* **WORK TO COMPLETE**
Please transcribe the passage of the article on cash-deposit penalties between "#Point 2 – Cash" and "considered as superior.", inclusive, word for word.

* **TEXT SEGMENT**
■ ■ ■ ■ ■ ■ ■
Penalty on Cash deposit of Rs.500/1000 note in Bank Account in India

The ban of Rs.500/1000 note in India is creating havoc in the Indian markets. Everybody is either rushing towards banks or towards jeweler market to safeguard the black money.
CA Paras Mehra


The ban of Rs.500/1000 note in India is creating havoc in the Indian markets. Everybody is either rushing towards banks or towards jeweler market to safeguard the black money.

In this article, we will discuss how government will levy penalty or tax on the cash deposit in bank account of the public. We will also discuss the possibilities of action that government may take depending upon the size of the money deposited.

Everybody is living with the fear that government will slap 200% penalty for sure. However, this is not the case. Government works under a system and make laws for everything. Everybody works under the ambit of law even the government. So if they have to slap any sort of penalty, they levy it under income tax act, 1961 by following a proper procedure. Hence, let us understand the type of depositors and the chances of penalty imposition upon them.

#Point 1 – Cash Deposited Up to 2.5 lakh: The first category of person is those who have deposited cash up to 2.5 lakh. This category doesn’t have to worry about. As, finance minister in his speech has also said that we will not going to disturb or ask any question on deposit up to 2.5 lakh.

Hence, if have money up to 2.5 lakh, then go ahead and deposit the same without any fear.

#Point 2 – Cash Deposited Up to 10 Lakh: Most of the middle class are covered under this point. They save their hard earned money and secure it in their lockers. They have saved this money over the years. It is all legitimate money which they have earned and saved by working hard over the years like someone has saved it for daughter marriage or someone may have saved it purchase a small house.

Though the government will be keeping an eye on this category as well, however there are little chances that government will interfere in this category. Nowadays the value of 10 lakh is no more considered as superior.

The current practice

Also, people may deposit this sum breaking into smaller sum of 2.5 lakh and may deposit it in the name of family members which is also a lot of people may already be doing.

Further, government also understands this fact and they will not interfere with this needy money of the middle class.

#Point 3 – Cash Deposited Up to 50 Lakh: Anything over and above 10 Lakh will catch the eye of the taxman. If your returned income does not match with the amount you deposit, then you might be in trouble.

E.g. suppose, you regularly file the ITR with 5 lakh income. Now suddenly you deposit the sum of 40 Lakh in your account which cannot be justified with a small income. Hence, department may treat this income as unexplained credits and may tax the income at 30% with 200% penalty under section 270A.

This point is very important; hence we must understand this point well.

– Cash credit: Once you deposit the sum into the bank account and under scrutiny proceedings, you were unable to justify the sum, then IT department will deemed that deposit as unexplained credit or cash credit under section 68 of Income tax act, 1961.

– Section 115BBE: This section is one of the harsh sections of the income tax act. Once it is proved that the cash deposit is cash credit under section 68, and then it shall levy the tax rate of flat 30% without even providing the basic exemption limit.

E.g. if you have cash credit of Rs.40 lakh, then 12 Lakh will be the tax amount.

– Penalty under section 270A: Once it is proved that you are a mischief, then penalty provision under income tax act would automatically comes into picture. The AO shall use the section 270A, to levy the penalty of 200%.

However, the penalty of 200% under section 270A can only be levied if any of the conditions is fulfilled:

a) Misrepresentation or suppression of facts.

b) Failure to record investments in the books of account.
■ ■ ■ ■ ■ ■ ■
* **EXCERPTED RECORDS**
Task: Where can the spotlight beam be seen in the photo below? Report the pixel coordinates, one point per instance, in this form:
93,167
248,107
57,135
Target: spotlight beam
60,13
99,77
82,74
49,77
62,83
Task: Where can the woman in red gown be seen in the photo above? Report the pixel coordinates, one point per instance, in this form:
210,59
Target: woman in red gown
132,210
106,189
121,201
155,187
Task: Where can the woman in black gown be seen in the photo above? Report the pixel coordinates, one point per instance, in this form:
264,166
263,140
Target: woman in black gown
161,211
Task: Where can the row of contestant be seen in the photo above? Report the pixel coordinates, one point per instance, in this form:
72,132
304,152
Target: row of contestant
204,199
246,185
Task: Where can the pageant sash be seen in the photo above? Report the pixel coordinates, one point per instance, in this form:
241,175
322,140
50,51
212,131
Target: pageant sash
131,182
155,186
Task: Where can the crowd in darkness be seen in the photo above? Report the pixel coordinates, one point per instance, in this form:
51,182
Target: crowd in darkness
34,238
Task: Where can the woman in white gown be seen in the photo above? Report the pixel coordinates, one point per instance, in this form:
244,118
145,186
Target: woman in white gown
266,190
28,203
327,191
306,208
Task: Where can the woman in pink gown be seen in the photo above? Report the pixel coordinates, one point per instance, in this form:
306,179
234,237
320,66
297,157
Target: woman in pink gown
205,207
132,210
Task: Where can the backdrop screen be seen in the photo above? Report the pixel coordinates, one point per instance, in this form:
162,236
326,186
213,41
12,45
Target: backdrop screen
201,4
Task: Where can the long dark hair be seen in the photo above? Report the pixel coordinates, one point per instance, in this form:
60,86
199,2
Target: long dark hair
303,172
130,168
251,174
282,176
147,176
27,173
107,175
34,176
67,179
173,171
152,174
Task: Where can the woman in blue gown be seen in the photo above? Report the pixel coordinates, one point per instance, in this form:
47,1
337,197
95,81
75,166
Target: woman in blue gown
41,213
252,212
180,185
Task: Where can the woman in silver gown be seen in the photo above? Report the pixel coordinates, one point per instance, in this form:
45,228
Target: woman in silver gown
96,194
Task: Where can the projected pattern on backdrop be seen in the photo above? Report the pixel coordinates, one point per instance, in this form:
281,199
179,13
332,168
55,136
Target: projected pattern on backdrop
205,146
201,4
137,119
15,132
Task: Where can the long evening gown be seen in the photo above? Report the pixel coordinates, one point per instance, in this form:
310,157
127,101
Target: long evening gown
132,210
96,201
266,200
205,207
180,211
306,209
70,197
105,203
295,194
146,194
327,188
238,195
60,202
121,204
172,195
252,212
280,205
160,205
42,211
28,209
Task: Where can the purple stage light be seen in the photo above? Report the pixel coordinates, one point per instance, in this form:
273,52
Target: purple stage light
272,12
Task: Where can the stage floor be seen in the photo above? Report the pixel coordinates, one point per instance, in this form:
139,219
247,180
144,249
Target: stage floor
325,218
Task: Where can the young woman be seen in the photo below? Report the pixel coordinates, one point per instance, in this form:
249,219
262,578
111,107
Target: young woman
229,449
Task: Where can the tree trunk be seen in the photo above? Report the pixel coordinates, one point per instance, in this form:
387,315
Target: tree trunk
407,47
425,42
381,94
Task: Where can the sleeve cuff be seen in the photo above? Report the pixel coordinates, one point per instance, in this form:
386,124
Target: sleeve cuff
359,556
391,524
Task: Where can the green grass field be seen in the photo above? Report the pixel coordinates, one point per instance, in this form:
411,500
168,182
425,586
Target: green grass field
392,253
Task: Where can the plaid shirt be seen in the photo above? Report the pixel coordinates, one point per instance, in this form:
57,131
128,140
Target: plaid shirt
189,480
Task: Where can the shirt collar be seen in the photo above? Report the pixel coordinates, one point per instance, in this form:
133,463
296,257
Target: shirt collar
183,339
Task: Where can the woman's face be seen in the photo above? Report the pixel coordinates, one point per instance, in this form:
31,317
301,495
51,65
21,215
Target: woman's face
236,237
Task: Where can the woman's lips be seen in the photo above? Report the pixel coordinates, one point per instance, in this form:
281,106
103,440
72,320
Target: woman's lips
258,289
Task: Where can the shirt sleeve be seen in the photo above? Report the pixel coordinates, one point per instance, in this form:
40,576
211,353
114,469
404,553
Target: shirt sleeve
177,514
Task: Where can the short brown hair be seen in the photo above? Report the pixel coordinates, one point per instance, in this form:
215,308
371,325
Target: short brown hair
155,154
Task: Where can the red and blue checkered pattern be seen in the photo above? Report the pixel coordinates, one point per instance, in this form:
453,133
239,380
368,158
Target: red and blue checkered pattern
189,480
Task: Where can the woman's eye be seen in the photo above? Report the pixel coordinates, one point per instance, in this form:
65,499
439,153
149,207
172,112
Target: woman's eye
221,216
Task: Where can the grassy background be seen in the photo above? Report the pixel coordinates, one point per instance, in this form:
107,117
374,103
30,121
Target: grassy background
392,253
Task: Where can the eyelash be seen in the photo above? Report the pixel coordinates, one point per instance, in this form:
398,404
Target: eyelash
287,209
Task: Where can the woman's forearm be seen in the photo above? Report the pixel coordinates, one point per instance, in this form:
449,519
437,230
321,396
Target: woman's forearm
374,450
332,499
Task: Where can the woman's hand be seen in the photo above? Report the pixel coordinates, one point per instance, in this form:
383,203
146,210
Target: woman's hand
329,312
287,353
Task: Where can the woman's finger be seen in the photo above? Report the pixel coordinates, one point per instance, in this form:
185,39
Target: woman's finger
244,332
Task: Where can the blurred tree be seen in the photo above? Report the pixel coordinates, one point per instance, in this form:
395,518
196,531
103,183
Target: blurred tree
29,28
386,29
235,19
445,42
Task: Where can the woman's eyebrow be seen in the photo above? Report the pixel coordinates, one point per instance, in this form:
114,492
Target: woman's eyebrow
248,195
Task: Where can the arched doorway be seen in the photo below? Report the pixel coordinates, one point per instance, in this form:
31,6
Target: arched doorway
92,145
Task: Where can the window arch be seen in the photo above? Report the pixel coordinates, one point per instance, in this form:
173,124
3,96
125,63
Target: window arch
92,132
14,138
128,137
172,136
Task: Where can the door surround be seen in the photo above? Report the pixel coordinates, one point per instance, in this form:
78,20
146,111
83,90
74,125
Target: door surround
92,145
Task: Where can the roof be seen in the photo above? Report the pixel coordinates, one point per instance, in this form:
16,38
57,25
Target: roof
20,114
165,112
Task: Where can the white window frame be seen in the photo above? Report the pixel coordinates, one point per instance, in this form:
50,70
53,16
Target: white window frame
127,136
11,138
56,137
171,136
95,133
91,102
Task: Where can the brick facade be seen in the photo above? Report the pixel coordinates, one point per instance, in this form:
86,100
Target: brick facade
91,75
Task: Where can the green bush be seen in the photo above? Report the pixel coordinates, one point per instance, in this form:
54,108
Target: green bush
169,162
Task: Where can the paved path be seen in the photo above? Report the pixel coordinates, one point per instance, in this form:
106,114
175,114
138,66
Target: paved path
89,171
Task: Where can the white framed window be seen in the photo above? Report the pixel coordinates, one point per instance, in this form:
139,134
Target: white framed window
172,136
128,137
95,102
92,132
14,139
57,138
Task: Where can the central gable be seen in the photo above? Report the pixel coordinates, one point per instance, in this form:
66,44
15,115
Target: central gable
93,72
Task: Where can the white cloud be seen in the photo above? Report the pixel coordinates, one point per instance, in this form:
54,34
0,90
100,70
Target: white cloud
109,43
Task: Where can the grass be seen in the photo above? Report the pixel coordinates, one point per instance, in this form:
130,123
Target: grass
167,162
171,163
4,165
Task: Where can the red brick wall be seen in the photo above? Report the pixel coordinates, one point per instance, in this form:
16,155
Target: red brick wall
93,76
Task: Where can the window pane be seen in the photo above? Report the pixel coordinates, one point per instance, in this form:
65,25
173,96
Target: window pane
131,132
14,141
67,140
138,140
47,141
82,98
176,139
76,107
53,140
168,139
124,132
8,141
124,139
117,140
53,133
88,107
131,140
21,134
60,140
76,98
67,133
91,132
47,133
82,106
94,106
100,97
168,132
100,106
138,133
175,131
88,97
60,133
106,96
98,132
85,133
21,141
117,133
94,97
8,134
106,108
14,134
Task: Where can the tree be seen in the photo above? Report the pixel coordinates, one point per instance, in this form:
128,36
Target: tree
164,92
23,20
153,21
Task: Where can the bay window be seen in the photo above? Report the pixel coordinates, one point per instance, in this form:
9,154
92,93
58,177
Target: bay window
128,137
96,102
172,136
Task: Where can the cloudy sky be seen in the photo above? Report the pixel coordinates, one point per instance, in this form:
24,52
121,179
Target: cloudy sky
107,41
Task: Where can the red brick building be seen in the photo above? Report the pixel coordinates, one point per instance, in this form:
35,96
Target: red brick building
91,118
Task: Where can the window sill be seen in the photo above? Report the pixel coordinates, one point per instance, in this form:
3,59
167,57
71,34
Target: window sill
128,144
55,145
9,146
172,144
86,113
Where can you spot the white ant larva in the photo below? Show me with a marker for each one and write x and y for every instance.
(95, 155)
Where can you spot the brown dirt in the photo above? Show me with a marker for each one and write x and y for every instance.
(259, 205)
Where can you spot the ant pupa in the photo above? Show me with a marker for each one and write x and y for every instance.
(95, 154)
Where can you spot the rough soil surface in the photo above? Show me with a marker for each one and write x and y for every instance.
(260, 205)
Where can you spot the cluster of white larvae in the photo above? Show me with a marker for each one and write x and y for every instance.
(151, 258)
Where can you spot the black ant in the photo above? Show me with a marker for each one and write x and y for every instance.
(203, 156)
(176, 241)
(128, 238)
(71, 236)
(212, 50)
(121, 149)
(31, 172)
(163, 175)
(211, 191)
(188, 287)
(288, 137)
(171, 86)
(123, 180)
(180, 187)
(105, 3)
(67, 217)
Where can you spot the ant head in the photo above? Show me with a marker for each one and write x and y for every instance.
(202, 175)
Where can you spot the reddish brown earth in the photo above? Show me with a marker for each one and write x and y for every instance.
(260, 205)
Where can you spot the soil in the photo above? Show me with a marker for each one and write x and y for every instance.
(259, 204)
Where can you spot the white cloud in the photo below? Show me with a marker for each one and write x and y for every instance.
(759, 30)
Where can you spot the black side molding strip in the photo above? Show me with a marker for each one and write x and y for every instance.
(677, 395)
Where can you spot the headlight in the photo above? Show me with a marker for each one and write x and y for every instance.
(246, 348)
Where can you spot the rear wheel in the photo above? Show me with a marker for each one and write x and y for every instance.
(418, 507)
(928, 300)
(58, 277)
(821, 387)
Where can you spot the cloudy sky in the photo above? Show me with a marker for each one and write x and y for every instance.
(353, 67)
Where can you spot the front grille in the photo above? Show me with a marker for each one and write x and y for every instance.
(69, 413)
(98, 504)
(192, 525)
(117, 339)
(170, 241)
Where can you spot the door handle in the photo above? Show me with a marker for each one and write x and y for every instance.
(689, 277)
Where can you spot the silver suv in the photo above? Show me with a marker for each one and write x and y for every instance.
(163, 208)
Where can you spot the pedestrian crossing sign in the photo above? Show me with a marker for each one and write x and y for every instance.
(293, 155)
■ ■ ■ ■ ■ ■ ■
* **COMPLETED TASK**
#Point 2 – Cash Deposited Up to 10 Lakh: Most of the middle class are covered under this point. They save their hard earned money and secure it in their lockers. They have saved this money over the years. It is all legitimate money which they have earned and saved by working hard over the years like someone has saved it for daughter marriage or someone may have saved it purchase a small house.

Though the government will be keeping an eye on this category as well, however there are little chances that government will interfere in this category. Nowadays the value of 10 lakh is no more considered as superior.